Exercise details: Reproduce word for word the lines from the line with "query: the noun phrase to segment: blue" to the line with "78], [361, 78]]", including both of those lines.

Saved records
....

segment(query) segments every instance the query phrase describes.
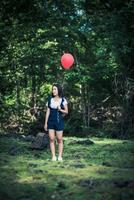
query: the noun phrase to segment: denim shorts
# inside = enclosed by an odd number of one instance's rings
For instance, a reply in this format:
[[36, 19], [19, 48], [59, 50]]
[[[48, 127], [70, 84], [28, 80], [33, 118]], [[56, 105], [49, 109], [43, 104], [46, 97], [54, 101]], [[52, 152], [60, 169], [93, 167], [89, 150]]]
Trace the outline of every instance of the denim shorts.
[[55, 131], [63, 131], [64, 122], [48, 121], [48, 129], [53, 129]]

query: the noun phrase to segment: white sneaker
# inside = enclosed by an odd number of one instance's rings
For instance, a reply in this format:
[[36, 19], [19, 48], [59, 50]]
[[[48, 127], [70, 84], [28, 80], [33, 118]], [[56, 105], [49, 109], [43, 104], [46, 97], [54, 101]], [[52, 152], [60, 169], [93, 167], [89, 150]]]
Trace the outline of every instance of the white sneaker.
[[52, 157], [52, 161], [56, 161], [56, 160], [57, 160], [56, 156]]
[[62, 162], [63, 161], [62, 157], [58, 157], [58, 161]]

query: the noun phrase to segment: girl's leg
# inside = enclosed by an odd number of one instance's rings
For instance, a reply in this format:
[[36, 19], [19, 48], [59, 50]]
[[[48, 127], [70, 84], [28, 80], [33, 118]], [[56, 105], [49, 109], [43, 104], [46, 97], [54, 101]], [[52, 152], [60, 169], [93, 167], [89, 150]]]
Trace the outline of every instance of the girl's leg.
[[49, 138], [50, 138], [50, 149], [52, 153], [52, 158], [55, 158], [55, 130], [49, 129]]
[[63, 131], [56, 131], [57, 142], [59, 145], [59, 158], [62, 158], [63, 153]]

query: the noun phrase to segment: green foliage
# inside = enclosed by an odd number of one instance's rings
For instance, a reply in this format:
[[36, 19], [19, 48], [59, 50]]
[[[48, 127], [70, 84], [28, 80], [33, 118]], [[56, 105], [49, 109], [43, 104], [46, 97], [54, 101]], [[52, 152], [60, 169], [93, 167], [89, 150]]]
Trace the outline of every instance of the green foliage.
[[[49, 85], [59, 82], [64, 86], [73, 115], [72, 121], [67, 119], [70, 133], [72, 130], [81, 133], [81, 127], [83, 130], [104, 127], [105, 131], [109, 126], [119, 136], [131, 132], [134, 127], [133, 4], [131, 0], [21, 0], [19, 3], [2, 0], [2, 127], [3, 123], [9, 124], [12, 115], [13, 123], [17, 121], [18, 126], [26, 118], [29, 124], [28, 109], [44, 109]], [[61, 67], [63, 52], [70, 52], [75, 58], [70, 70]]]
[[49, 149], [31, 151], [29, 145], [0, 138], [3, 200], [133, 199], [134, 141], [65, 137], [62, 163], [51, 161]]

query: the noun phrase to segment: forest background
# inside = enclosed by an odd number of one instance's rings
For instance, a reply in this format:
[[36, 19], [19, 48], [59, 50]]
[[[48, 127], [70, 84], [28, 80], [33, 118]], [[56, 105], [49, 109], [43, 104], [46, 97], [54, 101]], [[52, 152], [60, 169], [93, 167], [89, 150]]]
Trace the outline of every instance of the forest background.
[[[58, 82], [65, 134], [134, 137], [133, 22], [133, 0], [1, 0], [0, 132], [43, 131]], [[64, 52], [75, 58], [70, 70]]]

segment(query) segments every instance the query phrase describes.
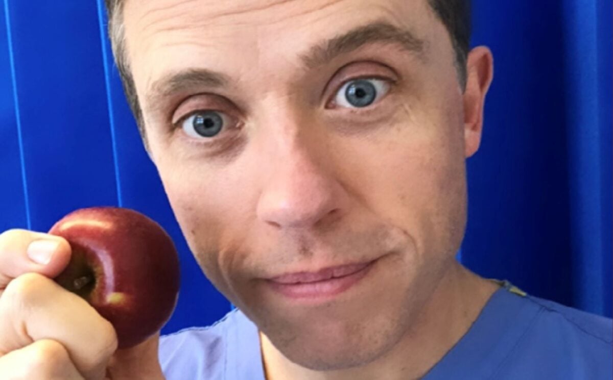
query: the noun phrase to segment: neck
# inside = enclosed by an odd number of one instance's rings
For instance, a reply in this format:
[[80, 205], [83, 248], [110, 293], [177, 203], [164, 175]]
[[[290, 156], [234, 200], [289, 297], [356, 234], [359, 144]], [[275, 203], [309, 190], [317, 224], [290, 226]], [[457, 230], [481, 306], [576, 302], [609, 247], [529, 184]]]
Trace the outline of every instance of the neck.
[[498, 288], [456, 262], [439, 283], [404, 337], [377, 360], [357, 368], [316, 371], [296, 365], [260, 334], [267, 380], [366, 380], [419, 379], [468, 332]]

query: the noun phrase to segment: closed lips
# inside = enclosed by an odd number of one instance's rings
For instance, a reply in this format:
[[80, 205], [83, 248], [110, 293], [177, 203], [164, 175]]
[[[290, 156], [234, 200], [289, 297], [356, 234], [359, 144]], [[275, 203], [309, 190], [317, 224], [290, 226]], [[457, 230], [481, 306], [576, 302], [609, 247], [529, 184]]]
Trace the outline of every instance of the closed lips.
[[371, 262], [343, 265], [326, 268], [318, 272], [299, 272], [291, 273], [270, 279], [270, 281], [284, 285], [318, 282], [352, 275], [368, 266]]

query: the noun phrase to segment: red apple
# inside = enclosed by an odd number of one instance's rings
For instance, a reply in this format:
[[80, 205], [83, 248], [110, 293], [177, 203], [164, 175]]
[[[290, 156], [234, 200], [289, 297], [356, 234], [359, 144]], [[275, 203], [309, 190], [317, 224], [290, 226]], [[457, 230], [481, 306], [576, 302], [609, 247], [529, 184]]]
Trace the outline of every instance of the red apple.
[[111, 322], [120, 348], [144, 341], [170, 318], [179, 291], [178, 256], [155, 222], [128, 209], [91, 207], [69, 214], [49, 233], [72, 250], [55, 281]]

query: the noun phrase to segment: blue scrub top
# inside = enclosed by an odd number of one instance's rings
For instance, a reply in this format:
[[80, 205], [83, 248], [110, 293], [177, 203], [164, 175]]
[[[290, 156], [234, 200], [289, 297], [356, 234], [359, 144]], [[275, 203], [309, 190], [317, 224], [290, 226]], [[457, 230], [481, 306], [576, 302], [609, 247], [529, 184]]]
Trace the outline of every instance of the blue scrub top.
[[[611, 380], [611, 319], [528, 296], [508, 283], [422, 380]], [[167, 380], [265, 380], [256, 326], [240, 310], [162, 337]]]

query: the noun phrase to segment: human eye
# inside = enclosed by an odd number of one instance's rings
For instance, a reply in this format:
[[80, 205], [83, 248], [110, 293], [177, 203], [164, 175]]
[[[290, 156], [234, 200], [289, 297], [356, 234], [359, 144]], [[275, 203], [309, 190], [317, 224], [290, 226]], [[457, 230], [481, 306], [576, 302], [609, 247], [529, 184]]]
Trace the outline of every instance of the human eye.
[[177, 127], [189, 137], [211, 139], [235, 124], [233, 118], [219, 111], [199, 110], [183, 117]]
[[348, 81], [337, 92], [334, 106], [347, 108], [364, 108], [385, 96], [389, 91], [389, 81], [378, 78], [361, 78]]

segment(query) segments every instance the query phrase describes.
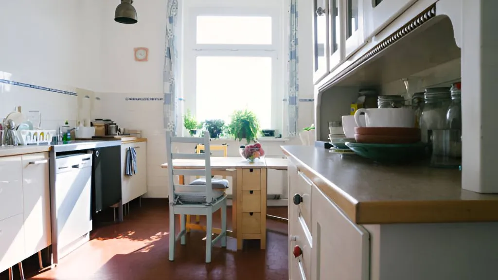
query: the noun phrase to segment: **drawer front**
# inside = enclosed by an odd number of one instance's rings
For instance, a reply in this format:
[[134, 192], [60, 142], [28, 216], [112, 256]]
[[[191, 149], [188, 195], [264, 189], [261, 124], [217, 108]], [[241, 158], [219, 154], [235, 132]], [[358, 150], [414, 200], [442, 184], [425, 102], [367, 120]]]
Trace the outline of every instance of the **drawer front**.
[[[289, 221], [289, 223], [291, 221]], [[291, 279], [311, 279], [311, 235], [307, 230], [303, 217], [298, 213], [294, 217], [290, 225], [290, 244], [289, 258], [291, 267]], [[296, 258], [293, 255], [294, 248], [298, 246], [302, 255]]]
[[242, 212], [261, 212], [260, 191], [242, 191]]
[[23, 222], [22, 214], [0, 221], [0, 272], [24, 259]]
[[0, 220], [22, 213], [21, 157], [0, 157]]
[[48, 153], [22, 156], [26, 256], [51, 244]]
[[297, 207], [299, 208], [302, 218], [306, 222], [306, 226], [311, 232], [311, 186], [313, 183], [303, 172], [299, 171], [297, 175], [297, 183], [296, 184], [296, 189], [294, 190], [293, 193], [290, 194], [293, 196], [293, 200], [294, 199], [294, 196], [296, 195], [301, 197], [302, 201], [297, 205]]
[[261, 233], [261, 213], [249, 212], [242, 213], [242, 234], [259, 234]]
[[242, 169], [242, 190], [261, 190], [261, 169]]

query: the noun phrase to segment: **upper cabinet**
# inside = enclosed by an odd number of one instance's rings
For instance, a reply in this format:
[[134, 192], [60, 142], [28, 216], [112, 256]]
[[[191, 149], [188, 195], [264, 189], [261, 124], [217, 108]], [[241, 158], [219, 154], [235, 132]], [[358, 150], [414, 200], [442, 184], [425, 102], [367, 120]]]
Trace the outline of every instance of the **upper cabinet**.
[[328, 74], [328, 0], [313, 0], [313, 67], [315, 82]]
[[365, 38], [378, 33], [417, 1], [417, 0], [360, 0], [363, 2]]
[[365, 42], [363, 0], [346, 0], [342, 2], [345, 4], [343, 10], [346, 18], [344, 22], [346, 31], [345, 55], [347, 58]]

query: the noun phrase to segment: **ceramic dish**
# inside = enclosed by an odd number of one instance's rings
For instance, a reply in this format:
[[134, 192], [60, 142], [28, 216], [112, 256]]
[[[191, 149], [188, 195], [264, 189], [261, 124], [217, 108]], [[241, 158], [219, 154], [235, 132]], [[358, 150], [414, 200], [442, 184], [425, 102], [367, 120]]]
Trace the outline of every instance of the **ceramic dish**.
[[346, 145], [357, 154], [385, 163], [407, 163], [425, 157], [427, 145], [412, 144], [374, 144], [347, 142]]
[[330, 143], [336, 148], [349, 149], [346, 145], [346, 142], [356, 142], [354, 138], [331, 138]]

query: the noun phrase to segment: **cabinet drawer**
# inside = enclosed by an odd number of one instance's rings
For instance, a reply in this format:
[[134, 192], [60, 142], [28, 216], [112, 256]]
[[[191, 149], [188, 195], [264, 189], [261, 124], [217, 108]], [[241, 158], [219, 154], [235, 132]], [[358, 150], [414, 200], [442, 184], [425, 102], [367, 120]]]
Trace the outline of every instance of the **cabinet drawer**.
[[261, 190], [261, 169], [242, 170], [242, 190]]
[[[299, 208], [302, 218], [306, 222], [308, 229], [311, 230], [311, 186], [313, 183], [303, 172], [298, 171], [297, 175], [297, 183], [295, 184], [295, 189], [293, 190], [294, 192], [290, 194], [293, 196], [292, 200], [294, 205], [293, 207]], [[297, 196], [299, 196], [301, 200], [296, 206], [295, 203]], [[311, 232], [311, 230], [310, 232]]]
[[261, 233], [261, 213], [249, 212], [242, 213], [242, 234], [259, 234]]
[[23, 221], [22, 214], [0, 221], [0, 272], [24, 258]]
[[0, 220], [22, 213], [21, 156], [0, 157]]
[[[289, 259], [290, 259], [291, 279], [311, 279], [311, 244], [313, 243], [311, 234], [307, 230], [302, 216], [299, 213], [297, 218], [291, 222], [291, 232], [289, 233], [290, 244]], [[301, 249], [302, 255], [295, 258], [293, 251], [296, 246]]]
[[48, 157], [48, 152], [22, 155], [26, 256], [51, 243]]
[[242, 212], [261, 212], [261, 191], [242, 191]]

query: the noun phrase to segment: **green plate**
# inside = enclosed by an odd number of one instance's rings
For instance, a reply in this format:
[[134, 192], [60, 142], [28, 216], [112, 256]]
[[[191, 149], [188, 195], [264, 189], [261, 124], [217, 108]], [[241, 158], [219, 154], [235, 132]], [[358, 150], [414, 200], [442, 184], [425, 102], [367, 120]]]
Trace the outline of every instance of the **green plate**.
[[349, 149], [346, 145], [346, 142], [356, 142], [354, 138], [332, 138], [330, 140], [330, 143], [337, 149]]
[[385, 163], [407, 163], [425, 157], [427, 145], [412, 144], [373, 144], [347, 142], [346, 145], [361, 156]]

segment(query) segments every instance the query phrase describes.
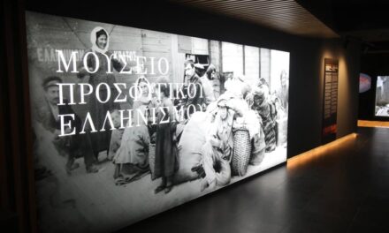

....

Response to this task:
query: the noun phrase to segment: blue scrub top
# inside = enclosed by an odd number of one instance's rings
For instance, a reply in this format:
[[80, 205], [83, 248], [110, 293], [177, 203], [164, 175]]
[[[290, 156], [234, 200], [289, 297], [356, 234], [359, 144]], [[275, 203], [309, 190], [317, 224], [290, 226]], [[457, 230], [481, 306], [576, 302], [609, 247], [529, 184]]]
Trace the outline of every instance of the blue scrub top.
[[[611, 380], [611, 319], [528, 296], [508, 283], [422, 380]], [[167, 380], [265, 380], [256, 326], [240, 310], [162, 337]]]

query: the noun phrase to segment: human eye
# inside = enclosed by an odd number of one instance's rings
For instance, a reply in this format:
[[80, 205], [83, 248], [110, 293], [177, 203], [164, 175]]
[[[290, 156], [234, 200], [289, 297], [356, 234], [359, 144]], [[275, 203], [309, 190], [317, 224], [290, 226]], [[457, 230], [481, 306], [576, 302], [609, 247], [529, 184]]]
Trace the outline of every instance of the human eye.
[[177, 127], [189, 137], [211, 139], [235, 124], [233, 118], [219, 111], [199, 110], [183, 117]]
[[348, 81], [337, 92], [334, 106], [347, 108], [364, 108], [385, 96], [389, 91], [389, 81], [378, 78], [361, 78]]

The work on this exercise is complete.